┌─ Material supplied

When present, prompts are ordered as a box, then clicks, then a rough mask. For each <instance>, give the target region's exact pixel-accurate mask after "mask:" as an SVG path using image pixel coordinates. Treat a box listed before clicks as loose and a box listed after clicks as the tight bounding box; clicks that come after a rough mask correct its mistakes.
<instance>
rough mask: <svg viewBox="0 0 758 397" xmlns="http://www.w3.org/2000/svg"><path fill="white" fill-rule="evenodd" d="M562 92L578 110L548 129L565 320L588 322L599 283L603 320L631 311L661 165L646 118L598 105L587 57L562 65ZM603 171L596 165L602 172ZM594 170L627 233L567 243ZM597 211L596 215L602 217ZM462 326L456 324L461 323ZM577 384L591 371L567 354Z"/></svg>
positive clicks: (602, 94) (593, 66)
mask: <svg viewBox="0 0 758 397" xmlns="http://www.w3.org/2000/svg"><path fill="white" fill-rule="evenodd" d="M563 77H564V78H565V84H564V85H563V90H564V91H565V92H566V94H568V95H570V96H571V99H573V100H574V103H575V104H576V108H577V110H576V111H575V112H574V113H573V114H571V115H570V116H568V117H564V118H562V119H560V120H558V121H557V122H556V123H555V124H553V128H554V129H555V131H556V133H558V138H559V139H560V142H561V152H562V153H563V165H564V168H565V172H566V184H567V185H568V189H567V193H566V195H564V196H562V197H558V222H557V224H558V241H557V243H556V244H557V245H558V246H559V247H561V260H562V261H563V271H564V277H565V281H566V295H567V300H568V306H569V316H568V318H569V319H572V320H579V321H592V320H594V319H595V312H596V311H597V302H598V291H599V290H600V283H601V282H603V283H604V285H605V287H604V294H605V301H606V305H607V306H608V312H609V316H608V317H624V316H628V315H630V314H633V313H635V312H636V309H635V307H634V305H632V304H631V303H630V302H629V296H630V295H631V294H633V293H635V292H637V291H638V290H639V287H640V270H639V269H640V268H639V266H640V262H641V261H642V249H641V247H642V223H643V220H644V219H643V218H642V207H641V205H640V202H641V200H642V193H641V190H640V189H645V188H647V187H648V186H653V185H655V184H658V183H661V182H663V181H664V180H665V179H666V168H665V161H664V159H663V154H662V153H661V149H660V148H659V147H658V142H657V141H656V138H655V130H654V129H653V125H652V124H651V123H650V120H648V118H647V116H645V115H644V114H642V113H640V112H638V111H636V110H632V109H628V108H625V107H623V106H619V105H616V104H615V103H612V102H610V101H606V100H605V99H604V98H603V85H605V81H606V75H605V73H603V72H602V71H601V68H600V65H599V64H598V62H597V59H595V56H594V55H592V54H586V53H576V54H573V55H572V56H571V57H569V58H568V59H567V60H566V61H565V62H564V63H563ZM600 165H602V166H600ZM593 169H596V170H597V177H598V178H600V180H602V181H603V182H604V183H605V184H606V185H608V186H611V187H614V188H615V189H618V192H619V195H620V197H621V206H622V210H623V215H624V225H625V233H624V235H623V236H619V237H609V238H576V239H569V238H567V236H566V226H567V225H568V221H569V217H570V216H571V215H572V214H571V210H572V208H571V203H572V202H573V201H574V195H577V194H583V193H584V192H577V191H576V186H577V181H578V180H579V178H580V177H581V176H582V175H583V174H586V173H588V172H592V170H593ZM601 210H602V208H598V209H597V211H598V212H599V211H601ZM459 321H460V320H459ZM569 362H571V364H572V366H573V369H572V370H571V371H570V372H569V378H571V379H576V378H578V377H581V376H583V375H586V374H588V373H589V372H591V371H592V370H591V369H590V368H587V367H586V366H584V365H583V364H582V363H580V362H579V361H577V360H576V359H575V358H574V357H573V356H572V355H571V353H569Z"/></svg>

└─

> **Task**: Search the entries above for the word "instance" and copy each line where it appears.

> **Exercise response**:
When present, prompts are ordered as a box, then clicks, then a rough mask. For each <instance>, give the target region's exact pixel-accurate mask after "mask:" as an SVG path using image pixel coordinates. Treat a box listed before clicks as loose and a box listed after clicks as the tight bounding box; clicks that come after a rough mask correct its mistakes.
<instance>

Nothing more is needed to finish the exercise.